**Complete the following:**
1: Answer these questions from the passage on sex education in schools.
(a) In which class are children at The School KFI introduced to safety education?
(b) For students of which classes do many private schools hold a two-day sex-ed programme?
(c) Which schools miss out on such an effort altogether?
2: Translate this sentence from the passage on sex education in schools into French: "Boys and girls are encouraged to join in and learn in a mutually enriching environment."
3: Write the next part of the passage on sex education in schools, starting after its final sentence.

— Start Extract —

Children at The School KFI are introduced to safety education — good touch-bad touch, physical safety — in Class II. A formal sex education programme starts in Class V and is carried through till the child leaves school.

Besides exploring menstruation, contraception, consequences of sexual involvement and prevention of sexual abuse, the programme also engages students in the matters of attraction, gender stereotypes, masturbation, ‘dirty words’, sex and marriage. Boys and girls are encouraged to join in and learn in a mutually enriching environment. While such a programme has clearly had a great impact on the students, this is far from the norm in schools in the city. 

Many private schools have a two-day sex-ed programme for students of Classes IX and X and end it right there. Often, this is either restricted to the girl students or held separately for girls and boys. While these students do have far greater avenues of access and information (which are not always accurate and healthy) otherwise, it is the government schools that miss out on such an effort all together.

— End Extract —
— Start Data lines —

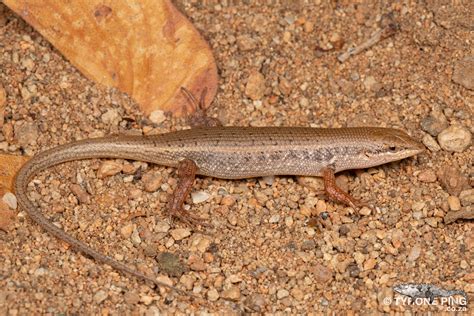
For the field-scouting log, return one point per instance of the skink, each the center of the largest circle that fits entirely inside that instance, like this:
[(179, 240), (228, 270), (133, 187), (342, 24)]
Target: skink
[(228, 153)]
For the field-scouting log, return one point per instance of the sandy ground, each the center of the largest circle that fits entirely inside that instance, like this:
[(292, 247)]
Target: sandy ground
[(279, 66)]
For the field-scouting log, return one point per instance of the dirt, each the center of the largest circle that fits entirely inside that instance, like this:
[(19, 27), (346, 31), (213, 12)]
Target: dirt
[(265, 255)]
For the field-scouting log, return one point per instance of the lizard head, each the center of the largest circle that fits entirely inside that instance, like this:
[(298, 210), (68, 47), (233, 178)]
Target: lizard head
[(389, 144)]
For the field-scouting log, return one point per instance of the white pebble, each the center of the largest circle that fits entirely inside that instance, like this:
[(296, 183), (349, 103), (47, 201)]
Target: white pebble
[(10, 199), (199, 197), (455, 138), (180, 233), (157, 116)]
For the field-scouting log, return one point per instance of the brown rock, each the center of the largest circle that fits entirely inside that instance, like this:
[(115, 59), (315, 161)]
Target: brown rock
[(26, 133), (232, 294), (284, 86), (321, 273), (255, 87), (428, 176), (82, 196), (151, 181), (109, 168), (452, 180), (464, 73)]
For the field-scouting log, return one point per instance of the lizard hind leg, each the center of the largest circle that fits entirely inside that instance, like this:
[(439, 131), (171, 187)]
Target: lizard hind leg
[(336, 193), (199, 118), (187, 173)]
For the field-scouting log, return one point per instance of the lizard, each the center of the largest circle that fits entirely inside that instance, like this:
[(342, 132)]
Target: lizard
[(226, 152)]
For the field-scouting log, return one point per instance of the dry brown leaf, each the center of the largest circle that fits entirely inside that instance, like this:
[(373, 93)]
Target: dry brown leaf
[(147, 49), (9, 166)]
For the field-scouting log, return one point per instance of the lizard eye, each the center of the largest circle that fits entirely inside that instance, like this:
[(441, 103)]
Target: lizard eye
[(391, 148)]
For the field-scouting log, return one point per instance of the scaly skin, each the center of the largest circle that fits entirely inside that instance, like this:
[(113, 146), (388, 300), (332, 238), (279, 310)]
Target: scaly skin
[(229, 153)]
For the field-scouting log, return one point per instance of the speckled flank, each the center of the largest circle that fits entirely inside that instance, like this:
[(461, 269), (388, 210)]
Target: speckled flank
[(226, 152)]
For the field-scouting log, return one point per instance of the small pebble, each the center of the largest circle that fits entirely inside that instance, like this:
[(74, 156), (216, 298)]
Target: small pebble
[(126, 231), (464, 72), (82, 196), (454, 203), (246, 43), (157, 117), (255, 87), (180, 233), (162, 227), (451, 179), (365, 211), (269, 180), (199, 197), (135, 238), (455, 138), (284, 86), (228, 200), (25, 133), (370, 83), (467, 197), (434, 123), (430, 143), (414, 254), (308, 27), (369, 264), (146, 299), (111, 117), (282, 293), (274, 219), (10, 200), (151, 181), (212, 295), (427, 176), (109, 168), (232, 293), (196, 263), (321, 274), (100, 296)]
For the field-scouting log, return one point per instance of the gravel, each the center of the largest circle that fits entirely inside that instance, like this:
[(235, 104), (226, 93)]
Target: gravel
[(277, 245)]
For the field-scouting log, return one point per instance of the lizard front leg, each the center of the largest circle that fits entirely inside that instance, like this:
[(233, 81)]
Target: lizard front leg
[(336, 193), (187, 173)]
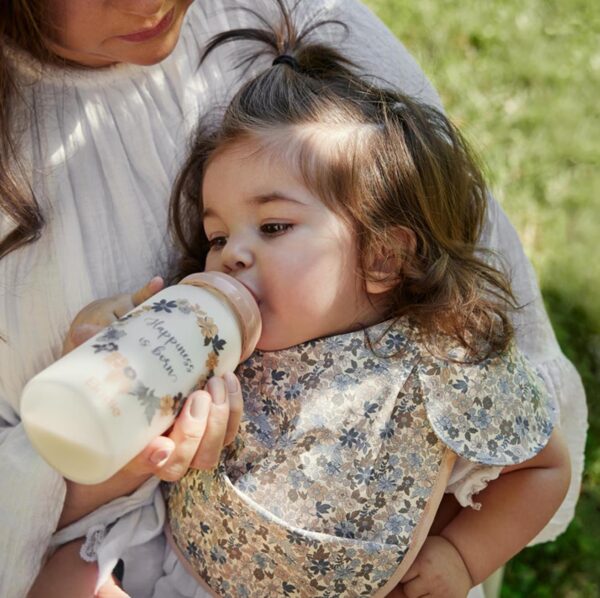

— End Data lines —

**Outputs for the tasks:**
1:
(a) Class II
(b) Classes IX and X
(c) Government schools

2: Les garçons et les filles sont encouragés à participer et à apprendre dans un environnement mutuellement enrichissant.

3:
As per the mandate, government schools are required to only put up pictures and information on safety education all around the school campus; what some schools do beyond this is of their own volition, informs a government primary school headmistress. 

A voluntary vocation
Quite a few schools take the initiative to engage NGOs working in SRHR. CWDR has been holding extensive sexuality education programmes for years. So has organisations like Bloom Trust, Asha Nivas, Pasumai Trust, Thozhamai and Mottukal. But, it has not been without enormous challenges. “When I first started sex-ed classes in a government school, the next day I had parents lining up to ask me if I was teaching their children to have sex,” recounts KR Renuka, executive director of CWDR.

A few teachers who did their part were also subject to insult and censure. It was by informing parents that children are being taught about the consequences of ‘fooling around’ that they were able to win them over.

Slowly, parents started sending their kids to these programmes in the hopes of keeping them out of trouble. But the more these organisations engaged with students, the more they realised the disturbing dearth of information and awareness. 

“Children don’t even wear underwear to school. If they get their first period while in school, it’s the teachers who fetch these things and help them. Because the parents are often daily wage labourers who leave home early in the morning and have little time to instruct the children on these subjects,” Vanitha, programme coordinator at CWDR, notes.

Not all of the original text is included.